— Task to carry out —
Express the listing as a two-column CSV with the headers instruction and answer, starting at the line containing "Outline every instance of the tree." and ending at the line containing "132L245 128L241 123L226". Put each text and its answer in one quoted field, with line breaks turned into spaces.

[Dataset records]

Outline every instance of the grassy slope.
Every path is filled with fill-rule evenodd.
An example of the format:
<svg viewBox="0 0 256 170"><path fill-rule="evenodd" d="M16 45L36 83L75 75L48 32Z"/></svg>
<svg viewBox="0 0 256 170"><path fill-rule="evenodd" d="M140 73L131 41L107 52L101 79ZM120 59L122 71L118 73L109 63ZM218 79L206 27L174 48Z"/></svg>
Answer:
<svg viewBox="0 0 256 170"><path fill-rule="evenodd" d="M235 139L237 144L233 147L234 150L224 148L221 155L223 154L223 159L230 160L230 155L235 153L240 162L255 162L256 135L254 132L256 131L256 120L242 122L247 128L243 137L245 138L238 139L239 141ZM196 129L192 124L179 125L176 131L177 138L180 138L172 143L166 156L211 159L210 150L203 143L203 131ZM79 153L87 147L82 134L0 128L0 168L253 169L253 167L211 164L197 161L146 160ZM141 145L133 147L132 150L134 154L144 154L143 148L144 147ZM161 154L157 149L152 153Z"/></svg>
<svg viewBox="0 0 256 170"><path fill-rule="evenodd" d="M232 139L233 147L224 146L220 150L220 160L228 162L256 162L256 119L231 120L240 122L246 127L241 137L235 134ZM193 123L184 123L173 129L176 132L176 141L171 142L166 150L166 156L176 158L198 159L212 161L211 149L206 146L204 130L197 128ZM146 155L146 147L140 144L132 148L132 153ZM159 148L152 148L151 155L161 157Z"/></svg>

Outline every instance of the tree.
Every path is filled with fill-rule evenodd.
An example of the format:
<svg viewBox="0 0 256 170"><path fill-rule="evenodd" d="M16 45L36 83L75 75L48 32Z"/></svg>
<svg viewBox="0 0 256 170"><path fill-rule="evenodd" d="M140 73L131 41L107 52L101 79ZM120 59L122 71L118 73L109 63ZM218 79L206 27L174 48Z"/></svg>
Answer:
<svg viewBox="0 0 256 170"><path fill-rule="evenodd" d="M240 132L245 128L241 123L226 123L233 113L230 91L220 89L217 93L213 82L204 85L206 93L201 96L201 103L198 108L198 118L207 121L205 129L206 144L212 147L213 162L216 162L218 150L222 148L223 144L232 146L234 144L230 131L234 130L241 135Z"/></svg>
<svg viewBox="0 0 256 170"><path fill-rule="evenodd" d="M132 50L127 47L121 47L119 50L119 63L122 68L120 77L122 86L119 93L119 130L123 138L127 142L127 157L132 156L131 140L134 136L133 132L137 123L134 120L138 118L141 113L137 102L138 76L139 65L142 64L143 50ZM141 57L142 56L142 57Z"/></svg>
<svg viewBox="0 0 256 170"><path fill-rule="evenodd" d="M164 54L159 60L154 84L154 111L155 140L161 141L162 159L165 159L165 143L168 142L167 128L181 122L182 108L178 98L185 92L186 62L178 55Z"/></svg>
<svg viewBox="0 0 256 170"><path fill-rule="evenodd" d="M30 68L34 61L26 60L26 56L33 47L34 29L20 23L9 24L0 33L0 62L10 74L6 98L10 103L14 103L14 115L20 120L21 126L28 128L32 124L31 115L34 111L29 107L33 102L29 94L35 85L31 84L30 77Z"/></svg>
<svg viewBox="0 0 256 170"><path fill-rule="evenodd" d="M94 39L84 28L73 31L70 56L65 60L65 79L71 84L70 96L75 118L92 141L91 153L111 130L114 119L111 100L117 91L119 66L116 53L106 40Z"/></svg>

— Exercise solution —
instruction,answer
"Outline every instance of the tree. Every path is filled with fill-rule evenodd. An example of the format: <svg viewBox=""0 0 256 170""><path fill-rule=""evenodd"" d=""M16 45L36 83L75 75L48 32Z""/></svg> <svg viewBox=""0 0 256 170""><path fill-rule=""evenodd"" d=""M140 73L131 41L107 52L101 79ZM120 59L122 71L118 73L109 63ZM218 79L206 27L174 48Z""/></svg> Answer:","<svg viewBox=""0 0 256 170""><path fill-rule=""evenodd"" d=""M240 132L245 128L241 123L226 123L233 113L230 91L220 89L217 93L213 82L204 85L206 93L201 96L201 103L198 108L198 118L207 121L205 129L206 144L212 147L213 162L216 162L218 150L222 148L223 144L232 146L234 144L230 131L234 130L241 135Z""/></svg>"